Exercise »
Extract from the listing below every line that contains the string "like", matching case exactly, and reproduce each such line in full.

Data section »
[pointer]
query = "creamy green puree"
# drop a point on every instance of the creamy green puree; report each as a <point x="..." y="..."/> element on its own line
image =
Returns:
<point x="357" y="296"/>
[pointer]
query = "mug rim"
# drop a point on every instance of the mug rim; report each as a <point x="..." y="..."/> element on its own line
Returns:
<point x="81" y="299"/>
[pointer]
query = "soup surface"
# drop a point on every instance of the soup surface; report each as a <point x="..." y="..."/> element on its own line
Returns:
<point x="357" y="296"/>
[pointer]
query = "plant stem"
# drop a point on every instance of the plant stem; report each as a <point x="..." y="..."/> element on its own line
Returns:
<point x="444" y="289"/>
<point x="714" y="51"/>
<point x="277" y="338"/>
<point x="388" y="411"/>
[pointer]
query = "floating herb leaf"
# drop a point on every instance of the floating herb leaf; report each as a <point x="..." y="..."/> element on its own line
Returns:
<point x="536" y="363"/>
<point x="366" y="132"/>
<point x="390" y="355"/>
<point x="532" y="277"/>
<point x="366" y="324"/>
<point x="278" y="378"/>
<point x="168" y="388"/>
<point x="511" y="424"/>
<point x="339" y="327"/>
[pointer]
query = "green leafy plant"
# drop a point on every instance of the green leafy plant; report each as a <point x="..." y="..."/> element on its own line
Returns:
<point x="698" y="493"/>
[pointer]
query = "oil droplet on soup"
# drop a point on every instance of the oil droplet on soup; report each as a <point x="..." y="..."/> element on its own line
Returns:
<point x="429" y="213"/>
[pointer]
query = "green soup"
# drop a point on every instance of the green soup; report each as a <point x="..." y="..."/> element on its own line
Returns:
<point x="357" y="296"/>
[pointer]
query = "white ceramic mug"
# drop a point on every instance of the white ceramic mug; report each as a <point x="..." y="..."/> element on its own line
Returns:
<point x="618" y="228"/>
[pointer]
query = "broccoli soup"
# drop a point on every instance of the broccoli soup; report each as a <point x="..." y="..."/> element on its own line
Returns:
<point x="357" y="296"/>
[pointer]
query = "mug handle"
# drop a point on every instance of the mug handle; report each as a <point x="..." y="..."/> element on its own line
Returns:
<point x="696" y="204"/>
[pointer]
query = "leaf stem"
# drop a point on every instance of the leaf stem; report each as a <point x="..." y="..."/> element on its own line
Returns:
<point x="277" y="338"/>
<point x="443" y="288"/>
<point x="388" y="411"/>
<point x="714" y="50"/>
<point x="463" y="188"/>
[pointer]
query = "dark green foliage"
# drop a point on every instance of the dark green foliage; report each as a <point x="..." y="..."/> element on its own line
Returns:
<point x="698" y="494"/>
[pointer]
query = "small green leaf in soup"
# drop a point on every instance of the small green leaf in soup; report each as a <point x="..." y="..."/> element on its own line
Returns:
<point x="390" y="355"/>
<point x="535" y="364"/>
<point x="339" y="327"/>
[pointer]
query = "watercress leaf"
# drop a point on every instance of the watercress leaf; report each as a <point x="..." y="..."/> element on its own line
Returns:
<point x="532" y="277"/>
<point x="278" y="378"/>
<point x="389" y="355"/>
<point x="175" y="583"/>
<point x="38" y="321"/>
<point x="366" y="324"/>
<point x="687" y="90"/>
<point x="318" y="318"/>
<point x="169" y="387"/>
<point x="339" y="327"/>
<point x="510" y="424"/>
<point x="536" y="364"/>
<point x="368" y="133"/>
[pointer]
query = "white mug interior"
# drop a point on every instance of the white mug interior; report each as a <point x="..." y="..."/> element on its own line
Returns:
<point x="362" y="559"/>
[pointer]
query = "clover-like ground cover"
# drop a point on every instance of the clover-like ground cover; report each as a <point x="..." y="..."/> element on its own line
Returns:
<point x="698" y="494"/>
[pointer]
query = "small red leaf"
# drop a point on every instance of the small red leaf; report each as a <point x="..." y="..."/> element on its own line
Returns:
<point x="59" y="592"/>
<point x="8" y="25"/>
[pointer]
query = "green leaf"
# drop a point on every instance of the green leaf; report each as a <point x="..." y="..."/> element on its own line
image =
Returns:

Problem solution »
query = "clover-like ground cover"
# drop a point on every instance of the clover-like ground cover; report each as a <point x="..." y="..."/> element on its own line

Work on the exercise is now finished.